*What you need to do*.
- a) Answer these questions from the review of The Goldilocks Map:
(i) How many years of teaching experience does Andrew Watson's quest reflect?
(ii) Which three quests is the neuroscience embedded in?
(iii) Which themes are named as examples of the book's deep dives?
- b) Reproduce word for word the passage of the review of The Goldilocks Map from "The Goldilocks Map: A" up to and including "delightful for all.".

*Page extract*.
=====

The Goldilocks Map by Andrew Watson
Erik Jahner, PhD
Erik Jahner, PhD

The Goldilocks Map: A Classroom Teacher’s Quest to Evaluate ‘Brain-Based’ Teaching Advice is an entertaining and eye-opening conversation that seeks to help the reader develop a way of thinking that is sorely missing in today’s discourse around teaching and the brain. It is often stated that we need to be critical consumers of brain-based research as we apply it to the classroom; this book gives a roadmap showing us how. Andrew Watson takes us on this “quest” that reflects his 16 years of teaching experience and subsequent “Mind, Brain, Education” degree. The coaching in this book is an essential introduction for the developing teacher, the experienced teacher seeking to develop their understanding, as well as the experienced researcher who could always use a course in effective translation and writing. The experience Watson offers is delightful for all.

Andrew Watson embeds this search for understanding of the Neuroscience and Psychology of education through a playful and humorous narrative. For some readers, embedding neuroscience in the quests of Aladdin, Goldilocks, and Middle Earth may be off-putting. But seriously, you need to relax a bit and enjoy. In fact, accepting this narrative style is an essential element in disarming our pretentious mindsets and allows one to approach this field with an authentic search for understanding and intellectual transparency while still embracing the simple joys of good storytelling.

The book is not an encyclopedic rehashing of implications of neuroscience for education, but it fills an important gap.  Through a series of deep dives into themes such as environmental enrichment, spaced learning, and music in education, the reader is coached on how to locate, evaluate, and communicate research around these topics and more. As someone who regularly translates between neuroscience and education, I found the book refreshing and very useful.

=====

*Source information*.
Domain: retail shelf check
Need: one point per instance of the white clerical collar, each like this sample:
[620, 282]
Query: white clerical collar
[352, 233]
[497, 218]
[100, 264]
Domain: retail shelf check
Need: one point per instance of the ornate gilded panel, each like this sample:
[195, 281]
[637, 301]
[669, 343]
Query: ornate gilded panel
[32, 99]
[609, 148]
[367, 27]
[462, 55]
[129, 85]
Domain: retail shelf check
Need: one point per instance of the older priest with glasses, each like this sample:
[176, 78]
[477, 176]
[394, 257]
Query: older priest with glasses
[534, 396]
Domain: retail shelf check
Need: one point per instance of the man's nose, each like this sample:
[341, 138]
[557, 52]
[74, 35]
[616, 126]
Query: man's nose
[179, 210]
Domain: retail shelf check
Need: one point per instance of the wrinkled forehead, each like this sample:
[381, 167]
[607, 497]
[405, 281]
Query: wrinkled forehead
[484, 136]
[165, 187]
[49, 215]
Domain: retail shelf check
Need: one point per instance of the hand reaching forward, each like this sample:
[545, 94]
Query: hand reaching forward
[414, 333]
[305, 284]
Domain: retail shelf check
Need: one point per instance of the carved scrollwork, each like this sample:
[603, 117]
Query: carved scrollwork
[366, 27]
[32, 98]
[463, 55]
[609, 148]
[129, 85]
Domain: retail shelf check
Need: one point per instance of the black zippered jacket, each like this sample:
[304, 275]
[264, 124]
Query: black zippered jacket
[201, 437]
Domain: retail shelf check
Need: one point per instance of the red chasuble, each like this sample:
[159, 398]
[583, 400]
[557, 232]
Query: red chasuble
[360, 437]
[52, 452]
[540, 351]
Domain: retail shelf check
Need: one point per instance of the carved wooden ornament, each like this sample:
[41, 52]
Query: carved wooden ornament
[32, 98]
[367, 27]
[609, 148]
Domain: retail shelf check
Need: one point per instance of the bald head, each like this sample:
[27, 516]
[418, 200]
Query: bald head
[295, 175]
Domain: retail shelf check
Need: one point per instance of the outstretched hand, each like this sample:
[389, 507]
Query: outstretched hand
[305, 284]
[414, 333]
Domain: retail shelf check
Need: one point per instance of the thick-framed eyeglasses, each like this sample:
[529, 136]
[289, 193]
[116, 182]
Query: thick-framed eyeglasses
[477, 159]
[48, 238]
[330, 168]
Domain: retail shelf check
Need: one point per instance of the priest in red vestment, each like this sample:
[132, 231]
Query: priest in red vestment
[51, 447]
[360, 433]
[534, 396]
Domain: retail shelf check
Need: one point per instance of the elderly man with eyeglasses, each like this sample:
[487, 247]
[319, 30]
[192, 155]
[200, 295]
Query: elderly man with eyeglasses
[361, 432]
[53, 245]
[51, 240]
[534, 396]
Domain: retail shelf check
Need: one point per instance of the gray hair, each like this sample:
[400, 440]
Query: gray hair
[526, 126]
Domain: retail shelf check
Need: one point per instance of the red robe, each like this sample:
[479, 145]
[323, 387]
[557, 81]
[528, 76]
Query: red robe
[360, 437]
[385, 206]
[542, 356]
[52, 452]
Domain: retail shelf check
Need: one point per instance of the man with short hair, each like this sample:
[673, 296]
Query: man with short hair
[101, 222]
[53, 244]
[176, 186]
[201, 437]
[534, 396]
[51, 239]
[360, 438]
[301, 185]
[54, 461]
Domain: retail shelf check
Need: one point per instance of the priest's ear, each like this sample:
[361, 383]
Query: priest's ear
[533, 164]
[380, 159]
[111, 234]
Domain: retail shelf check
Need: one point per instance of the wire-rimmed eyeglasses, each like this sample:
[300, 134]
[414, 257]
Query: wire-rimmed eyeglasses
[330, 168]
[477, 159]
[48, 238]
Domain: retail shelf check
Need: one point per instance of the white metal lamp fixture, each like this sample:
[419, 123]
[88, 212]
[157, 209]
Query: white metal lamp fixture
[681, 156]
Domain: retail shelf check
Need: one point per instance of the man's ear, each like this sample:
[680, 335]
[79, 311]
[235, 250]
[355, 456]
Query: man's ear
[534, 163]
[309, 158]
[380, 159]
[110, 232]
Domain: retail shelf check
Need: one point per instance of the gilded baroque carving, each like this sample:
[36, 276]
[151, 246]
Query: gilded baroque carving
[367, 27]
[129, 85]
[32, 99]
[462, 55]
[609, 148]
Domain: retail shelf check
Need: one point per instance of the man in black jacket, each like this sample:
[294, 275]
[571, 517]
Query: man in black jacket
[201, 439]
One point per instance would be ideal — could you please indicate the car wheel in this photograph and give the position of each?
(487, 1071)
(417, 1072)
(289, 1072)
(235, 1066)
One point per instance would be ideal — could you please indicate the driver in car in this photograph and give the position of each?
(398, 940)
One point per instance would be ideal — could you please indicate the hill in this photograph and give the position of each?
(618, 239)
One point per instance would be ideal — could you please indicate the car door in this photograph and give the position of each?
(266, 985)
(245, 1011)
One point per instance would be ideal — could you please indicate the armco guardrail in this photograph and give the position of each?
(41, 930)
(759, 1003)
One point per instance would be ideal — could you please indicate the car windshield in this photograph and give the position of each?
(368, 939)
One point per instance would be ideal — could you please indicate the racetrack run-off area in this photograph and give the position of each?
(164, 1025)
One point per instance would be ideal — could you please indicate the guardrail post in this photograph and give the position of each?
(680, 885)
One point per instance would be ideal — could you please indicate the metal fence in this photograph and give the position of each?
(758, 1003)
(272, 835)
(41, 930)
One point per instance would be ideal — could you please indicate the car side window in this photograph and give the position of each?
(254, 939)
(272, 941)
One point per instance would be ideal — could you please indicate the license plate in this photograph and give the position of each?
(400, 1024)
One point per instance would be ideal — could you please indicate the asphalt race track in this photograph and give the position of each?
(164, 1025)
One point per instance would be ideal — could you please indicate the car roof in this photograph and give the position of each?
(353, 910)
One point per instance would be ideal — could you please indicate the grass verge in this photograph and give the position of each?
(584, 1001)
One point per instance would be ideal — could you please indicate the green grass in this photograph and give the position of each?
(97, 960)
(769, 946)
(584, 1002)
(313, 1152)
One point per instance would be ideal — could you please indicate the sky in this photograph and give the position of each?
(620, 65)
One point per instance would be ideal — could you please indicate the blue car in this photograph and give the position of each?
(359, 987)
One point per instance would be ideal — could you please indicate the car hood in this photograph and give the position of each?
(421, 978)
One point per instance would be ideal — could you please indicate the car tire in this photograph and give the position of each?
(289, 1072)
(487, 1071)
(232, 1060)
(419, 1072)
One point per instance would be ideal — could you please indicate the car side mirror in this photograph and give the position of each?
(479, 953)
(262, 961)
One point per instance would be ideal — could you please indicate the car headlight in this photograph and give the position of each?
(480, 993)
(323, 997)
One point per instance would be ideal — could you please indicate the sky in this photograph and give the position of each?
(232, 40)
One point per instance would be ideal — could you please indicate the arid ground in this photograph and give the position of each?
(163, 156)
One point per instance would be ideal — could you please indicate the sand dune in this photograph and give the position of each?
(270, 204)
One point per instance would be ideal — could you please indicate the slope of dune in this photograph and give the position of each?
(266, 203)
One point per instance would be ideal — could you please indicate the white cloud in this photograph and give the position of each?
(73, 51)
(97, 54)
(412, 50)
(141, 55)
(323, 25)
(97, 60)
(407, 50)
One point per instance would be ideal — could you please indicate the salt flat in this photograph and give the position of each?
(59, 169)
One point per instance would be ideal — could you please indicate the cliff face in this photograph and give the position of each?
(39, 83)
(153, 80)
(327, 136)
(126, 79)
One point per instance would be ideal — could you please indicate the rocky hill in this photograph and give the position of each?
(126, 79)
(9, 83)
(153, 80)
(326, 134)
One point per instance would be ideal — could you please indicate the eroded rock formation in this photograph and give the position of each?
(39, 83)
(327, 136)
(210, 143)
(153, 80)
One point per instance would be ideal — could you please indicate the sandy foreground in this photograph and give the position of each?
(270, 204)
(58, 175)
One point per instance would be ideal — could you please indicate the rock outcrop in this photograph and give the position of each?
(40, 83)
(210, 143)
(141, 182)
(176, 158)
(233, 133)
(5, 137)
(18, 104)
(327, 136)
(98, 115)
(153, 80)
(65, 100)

=====

*Solutions per task*.
- a)
(i) 16 years.
(ii) The quests of Aladdin, Goldilocks, and Middle Earth.
(iii) Environmental enrichment, spaced learning, and music in education.

- b)
The Goldilocks Map: A Classroom Teacher’s Quest to Evaluate ‘Brain-Based’ Teaching Advice is an entertaining and eye-opening conversation that seeks to help the reader develop a way of thinking that is sorely missing in today’s discourse around teaching and the brain. It is often stated that we need to be critical consumers of brain-based research as we apply it to the classroom; this book gives a roadmap showing us how. Andrew Watson takes us on this “quest” that reflects his 16 years of teaching experience and subsequent “Mind, Brain, Education” degree. The coaching in this book is an essential introduction for the developing teacher, the experienced teacher seeking to develop their understanding, as well as the experienced researcher who could always use a course in effective translation and writing. The experience Watson offers is delightful for all.